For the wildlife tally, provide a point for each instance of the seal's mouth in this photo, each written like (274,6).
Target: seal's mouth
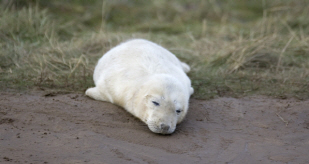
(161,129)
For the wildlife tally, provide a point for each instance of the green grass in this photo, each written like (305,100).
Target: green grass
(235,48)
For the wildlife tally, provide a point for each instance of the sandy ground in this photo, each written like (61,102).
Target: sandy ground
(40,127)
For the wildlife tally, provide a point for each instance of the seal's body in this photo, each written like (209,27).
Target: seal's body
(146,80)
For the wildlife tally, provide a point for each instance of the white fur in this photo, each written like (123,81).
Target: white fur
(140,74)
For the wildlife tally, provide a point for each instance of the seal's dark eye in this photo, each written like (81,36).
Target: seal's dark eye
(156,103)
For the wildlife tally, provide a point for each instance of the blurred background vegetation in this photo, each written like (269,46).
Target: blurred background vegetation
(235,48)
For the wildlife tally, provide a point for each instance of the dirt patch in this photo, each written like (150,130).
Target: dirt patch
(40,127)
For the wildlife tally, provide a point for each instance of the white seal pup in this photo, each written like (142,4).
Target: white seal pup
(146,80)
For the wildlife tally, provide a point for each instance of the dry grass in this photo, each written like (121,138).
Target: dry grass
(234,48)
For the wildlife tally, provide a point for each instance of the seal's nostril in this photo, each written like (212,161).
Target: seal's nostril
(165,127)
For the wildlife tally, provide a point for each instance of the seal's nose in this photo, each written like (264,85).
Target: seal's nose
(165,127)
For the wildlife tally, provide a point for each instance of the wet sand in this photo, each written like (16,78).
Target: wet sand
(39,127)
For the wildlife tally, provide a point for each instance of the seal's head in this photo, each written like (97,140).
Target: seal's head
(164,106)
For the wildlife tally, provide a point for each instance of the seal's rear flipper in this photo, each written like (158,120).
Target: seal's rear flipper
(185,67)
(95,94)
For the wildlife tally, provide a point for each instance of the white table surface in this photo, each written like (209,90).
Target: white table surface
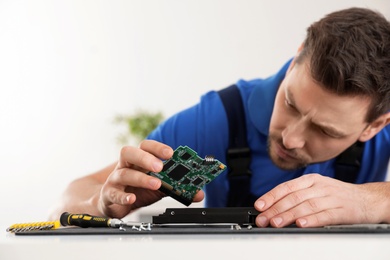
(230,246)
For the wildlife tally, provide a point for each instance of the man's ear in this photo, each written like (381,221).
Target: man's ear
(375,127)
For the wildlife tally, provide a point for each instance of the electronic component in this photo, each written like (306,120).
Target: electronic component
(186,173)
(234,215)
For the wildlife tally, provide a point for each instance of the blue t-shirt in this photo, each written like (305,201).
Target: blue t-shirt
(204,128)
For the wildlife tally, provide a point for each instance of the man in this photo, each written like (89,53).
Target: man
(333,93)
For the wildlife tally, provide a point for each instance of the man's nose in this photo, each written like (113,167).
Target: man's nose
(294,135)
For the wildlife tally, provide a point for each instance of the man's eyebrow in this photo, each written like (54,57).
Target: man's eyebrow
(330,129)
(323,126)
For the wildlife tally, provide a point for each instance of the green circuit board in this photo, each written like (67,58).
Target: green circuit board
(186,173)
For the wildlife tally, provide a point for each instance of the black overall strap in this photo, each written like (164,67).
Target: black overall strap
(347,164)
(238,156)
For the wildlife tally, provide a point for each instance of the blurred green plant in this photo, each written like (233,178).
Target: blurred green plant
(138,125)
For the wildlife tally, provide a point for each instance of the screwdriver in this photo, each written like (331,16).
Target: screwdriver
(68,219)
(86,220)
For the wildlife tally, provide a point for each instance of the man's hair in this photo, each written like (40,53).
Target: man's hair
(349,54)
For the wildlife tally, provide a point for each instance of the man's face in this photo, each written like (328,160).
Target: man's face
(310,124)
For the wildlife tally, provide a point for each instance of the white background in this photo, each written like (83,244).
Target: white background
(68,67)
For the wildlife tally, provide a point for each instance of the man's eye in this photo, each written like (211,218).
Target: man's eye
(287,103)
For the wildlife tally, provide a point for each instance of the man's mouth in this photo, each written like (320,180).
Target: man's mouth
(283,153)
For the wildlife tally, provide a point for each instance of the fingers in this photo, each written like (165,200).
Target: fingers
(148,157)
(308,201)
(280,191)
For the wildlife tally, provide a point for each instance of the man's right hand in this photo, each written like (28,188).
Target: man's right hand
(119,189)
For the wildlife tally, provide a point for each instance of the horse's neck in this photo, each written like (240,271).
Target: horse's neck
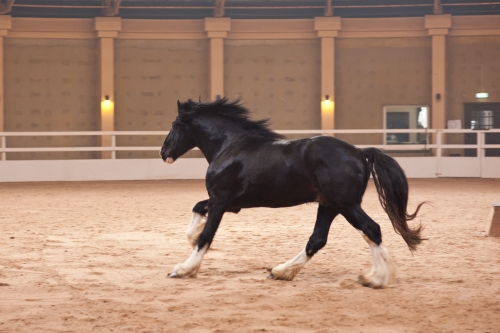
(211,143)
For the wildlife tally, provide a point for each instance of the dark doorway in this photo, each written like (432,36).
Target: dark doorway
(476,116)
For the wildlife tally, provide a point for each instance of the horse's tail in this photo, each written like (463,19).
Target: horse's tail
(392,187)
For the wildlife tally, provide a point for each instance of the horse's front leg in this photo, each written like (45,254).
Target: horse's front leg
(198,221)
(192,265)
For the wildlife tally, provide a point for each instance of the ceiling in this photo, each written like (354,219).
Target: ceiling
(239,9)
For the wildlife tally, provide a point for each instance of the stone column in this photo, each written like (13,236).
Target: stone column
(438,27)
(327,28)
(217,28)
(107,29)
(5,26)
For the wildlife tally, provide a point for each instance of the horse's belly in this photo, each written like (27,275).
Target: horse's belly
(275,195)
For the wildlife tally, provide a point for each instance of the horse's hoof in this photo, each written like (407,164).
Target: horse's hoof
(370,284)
****
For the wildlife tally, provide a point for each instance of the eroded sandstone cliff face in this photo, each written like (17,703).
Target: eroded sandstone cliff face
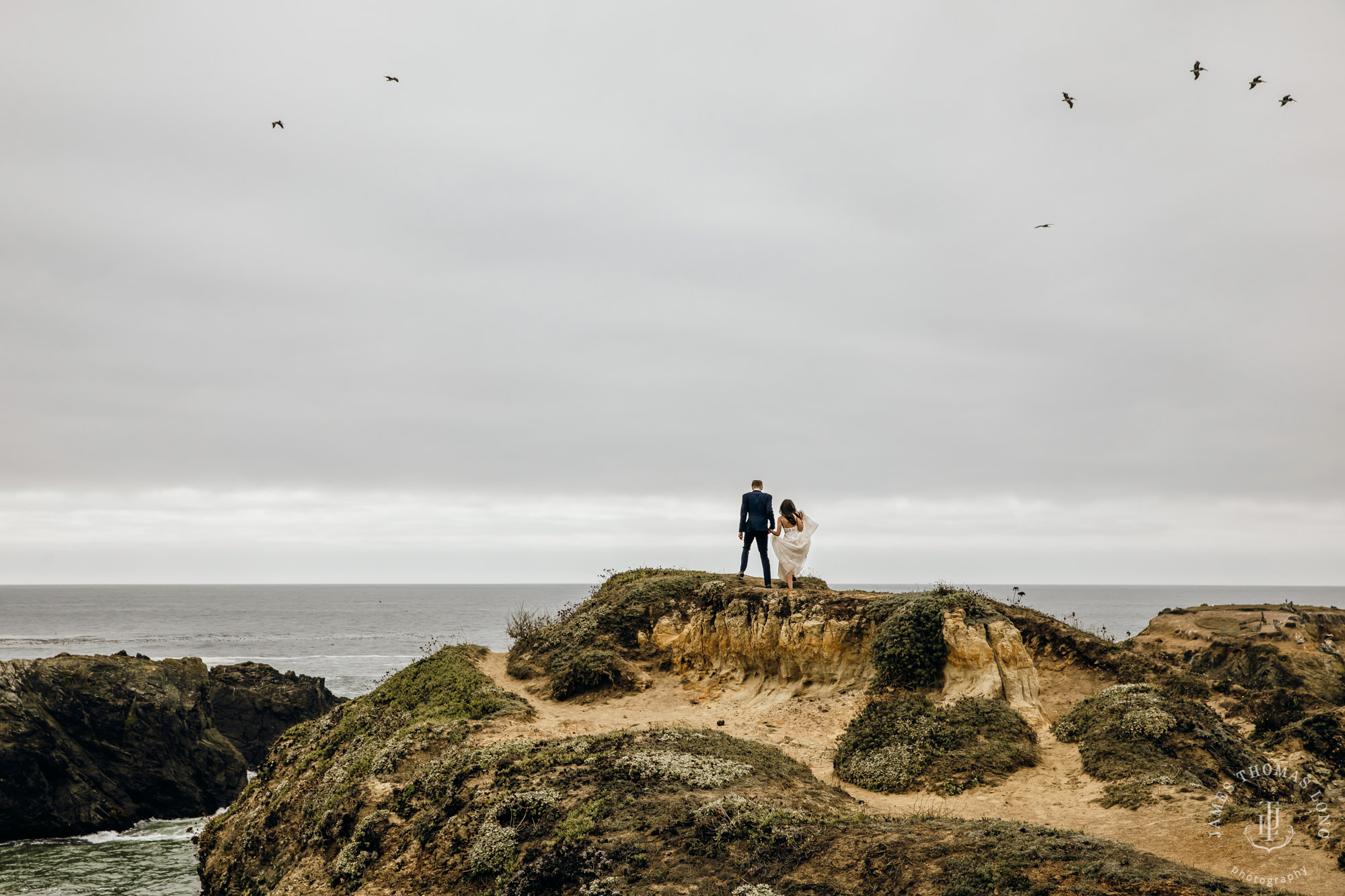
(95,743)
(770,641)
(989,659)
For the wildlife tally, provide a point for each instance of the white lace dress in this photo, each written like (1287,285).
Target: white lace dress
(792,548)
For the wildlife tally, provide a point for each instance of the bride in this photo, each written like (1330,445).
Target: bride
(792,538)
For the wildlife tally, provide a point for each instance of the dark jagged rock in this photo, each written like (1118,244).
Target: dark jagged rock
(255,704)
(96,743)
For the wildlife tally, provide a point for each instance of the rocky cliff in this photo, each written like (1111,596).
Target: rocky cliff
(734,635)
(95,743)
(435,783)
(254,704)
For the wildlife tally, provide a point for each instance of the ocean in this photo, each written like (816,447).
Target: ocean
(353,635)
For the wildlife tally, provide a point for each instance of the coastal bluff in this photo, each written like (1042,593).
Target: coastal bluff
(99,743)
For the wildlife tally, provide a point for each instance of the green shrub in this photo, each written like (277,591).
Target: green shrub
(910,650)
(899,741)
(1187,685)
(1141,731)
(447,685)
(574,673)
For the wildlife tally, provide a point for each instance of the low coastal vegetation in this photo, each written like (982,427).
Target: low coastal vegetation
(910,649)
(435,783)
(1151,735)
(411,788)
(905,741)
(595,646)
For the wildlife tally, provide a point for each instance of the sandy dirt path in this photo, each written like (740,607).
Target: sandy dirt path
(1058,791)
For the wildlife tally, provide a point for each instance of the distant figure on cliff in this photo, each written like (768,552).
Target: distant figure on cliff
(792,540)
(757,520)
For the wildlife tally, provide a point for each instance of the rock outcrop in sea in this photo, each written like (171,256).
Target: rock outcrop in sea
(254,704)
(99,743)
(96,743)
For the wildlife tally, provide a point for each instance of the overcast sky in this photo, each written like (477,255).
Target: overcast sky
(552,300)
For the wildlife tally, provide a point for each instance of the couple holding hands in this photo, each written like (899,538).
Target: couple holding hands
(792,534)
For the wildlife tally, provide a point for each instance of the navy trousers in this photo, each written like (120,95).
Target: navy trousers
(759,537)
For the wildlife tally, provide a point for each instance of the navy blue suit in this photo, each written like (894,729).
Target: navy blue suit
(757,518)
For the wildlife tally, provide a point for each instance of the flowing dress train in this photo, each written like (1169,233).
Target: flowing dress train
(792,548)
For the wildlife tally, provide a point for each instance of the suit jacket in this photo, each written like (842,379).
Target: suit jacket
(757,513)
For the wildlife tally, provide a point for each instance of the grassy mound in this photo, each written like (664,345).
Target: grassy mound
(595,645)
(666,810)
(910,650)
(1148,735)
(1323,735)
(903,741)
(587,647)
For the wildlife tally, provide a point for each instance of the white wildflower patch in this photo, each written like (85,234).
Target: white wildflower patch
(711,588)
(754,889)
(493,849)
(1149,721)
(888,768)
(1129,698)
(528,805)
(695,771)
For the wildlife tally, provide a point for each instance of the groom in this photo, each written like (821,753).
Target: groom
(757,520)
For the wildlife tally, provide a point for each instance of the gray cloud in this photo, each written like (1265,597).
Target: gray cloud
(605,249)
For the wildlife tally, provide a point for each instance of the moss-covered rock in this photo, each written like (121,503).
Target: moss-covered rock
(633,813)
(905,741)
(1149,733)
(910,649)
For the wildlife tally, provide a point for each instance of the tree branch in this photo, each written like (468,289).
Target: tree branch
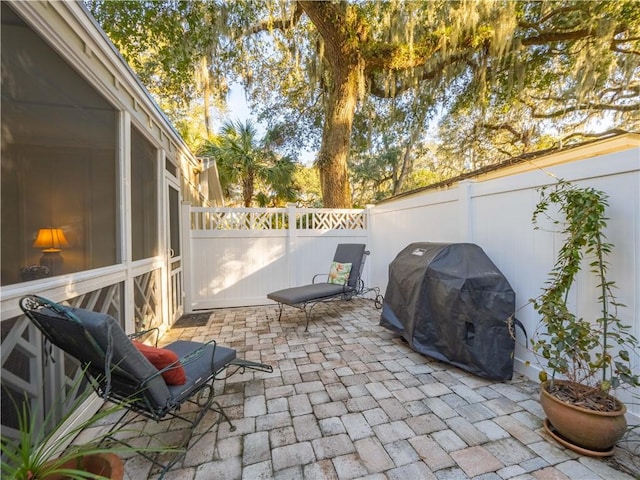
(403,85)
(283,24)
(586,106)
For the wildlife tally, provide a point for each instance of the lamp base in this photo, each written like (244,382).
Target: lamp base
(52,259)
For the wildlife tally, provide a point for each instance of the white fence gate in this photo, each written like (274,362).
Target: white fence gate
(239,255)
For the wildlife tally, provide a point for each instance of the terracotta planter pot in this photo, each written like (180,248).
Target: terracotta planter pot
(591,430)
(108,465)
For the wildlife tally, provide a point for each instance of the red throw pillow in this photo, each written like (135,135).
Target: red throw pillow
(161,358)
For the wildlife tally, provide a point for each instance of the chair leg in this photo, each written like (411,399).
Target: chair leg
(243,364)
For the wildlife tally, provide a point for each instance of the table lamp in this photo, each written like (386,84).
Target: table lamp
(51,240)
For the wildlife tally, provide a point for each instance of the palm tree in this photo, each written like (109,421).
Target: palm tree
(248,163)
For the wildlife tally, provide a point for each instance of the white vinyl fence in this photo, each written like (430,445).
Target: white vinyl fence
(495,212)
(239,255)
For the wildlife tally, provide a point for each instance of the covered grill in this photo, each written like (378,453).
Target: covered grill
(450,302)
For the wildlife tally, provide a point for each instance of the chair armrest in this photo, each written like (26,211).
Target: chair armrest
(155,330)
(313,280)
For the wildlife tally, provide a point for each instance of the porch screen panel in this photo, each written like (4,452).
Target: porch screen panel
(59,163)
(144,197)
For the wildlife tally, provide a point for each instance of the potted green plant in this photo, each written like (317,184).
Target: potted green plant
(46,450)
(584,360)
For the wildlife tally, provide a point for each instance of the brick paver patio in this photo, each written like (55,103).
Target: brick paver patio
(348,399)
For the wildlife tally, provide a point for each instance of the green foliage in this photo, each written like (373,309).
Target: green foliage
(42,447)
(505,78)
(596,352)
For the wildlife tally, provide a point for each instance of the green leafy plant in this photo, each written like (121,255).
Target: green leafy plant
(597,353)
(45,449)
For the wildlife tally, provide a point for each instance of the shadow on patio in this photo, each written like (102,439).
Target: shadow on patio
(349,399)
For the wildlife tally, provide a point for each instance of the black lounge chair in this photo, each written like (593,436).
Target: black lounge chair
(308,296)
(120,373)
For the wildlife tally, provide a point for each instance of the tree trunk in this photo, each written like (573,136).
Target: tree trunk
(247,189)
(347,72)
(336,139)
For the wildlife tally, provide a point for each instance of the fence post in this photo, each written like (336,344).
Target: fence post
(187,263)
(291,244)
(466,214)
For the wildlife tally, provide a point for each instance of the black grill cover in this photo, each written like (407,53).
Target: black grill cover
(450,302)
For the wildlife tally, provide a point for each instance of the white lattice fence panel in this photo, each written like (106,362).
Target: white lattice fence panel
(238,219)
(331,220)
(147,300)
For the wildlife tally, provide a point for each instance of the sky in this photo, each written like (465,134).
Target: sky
****
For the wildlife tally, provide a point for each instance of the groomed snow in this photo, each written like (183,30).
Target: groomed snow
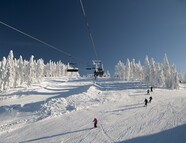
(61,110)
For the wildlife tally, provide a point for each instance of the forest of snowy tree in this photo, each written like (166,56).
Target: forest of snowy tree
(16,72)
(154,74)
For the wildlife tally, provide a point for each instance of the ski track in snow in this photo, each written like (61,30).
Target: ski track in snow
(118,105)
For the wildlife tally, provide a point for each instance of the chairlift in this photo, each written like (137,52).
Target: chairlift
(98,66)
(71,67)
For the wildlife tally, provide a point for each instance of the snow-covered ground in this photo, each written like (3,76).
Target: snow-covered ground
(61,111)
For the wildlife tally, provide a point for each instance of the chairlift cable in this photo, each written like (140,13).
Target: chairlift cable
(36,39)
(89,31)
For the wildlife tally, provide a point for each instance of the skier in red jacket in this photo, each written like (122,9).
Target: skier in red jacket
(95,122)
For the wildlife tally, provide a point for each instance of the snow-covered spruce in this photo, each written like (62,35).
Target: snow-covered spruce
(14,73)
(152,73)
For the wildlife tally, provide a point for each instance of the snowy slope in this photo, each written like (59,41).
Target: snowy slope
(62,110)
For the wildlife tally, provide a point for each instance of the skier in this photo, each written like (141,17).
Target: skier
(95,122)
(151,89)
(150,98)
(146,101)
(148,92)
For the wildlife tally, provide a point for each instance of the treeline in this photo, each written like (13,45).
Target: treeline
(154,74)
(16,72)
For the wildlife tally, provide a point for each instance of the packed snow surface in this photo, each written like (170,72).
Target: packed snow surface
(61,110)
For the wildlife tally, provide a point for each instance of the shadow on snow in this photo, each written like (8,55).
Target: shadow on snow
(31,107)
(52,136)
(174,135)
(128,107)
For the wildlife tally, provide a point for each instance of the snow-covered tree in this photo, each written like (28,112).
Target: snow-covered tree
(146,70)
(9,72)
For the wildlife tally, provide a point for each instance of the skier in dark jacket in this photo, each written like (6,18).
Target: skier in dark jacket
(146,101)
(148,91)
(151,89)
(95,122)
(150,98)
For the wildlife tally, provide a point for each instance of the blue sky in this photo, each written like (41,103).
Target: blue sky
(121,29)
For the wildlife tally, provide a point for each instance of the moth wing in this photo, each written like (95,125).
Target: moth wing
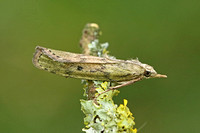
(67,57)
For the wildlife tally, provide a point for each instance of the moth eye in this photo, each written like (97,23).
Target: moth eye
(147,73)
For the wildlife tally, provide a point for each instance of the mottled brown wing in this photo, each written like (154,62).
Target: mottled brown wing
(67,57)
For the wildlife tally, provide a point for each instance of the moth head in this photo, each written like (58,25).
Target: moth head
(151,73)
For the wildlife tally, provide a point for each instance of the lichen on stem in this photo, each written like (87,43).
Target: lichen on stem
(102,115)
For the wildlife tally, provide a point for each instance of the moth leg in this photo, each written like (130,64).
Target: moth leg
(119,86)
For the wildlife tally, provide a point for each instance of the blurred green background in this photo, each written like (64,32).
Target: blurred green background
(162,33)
****
• _What is required_
Can you repeat, word for word, every line above from the one containing "Target: green shrub" down to the one containing "written like (740,607).", including both?

• _Response_
Target: green shrub
(910,650)
(899,741)
(1187,685)
(1141,731)
(447,685)
(574,673)
For the wildlife tally, provide a point for each instance of the low coastal vegetation in this photo, each written like (982,427).
Target: low coastal vegetation
(910,649)
(435,783)
(1151,735)
(411,788)
(905,741)
(595,646)
For the wildlife tally, provide a point for each instance of the sandy dirt path in this photo, each written like (740,607).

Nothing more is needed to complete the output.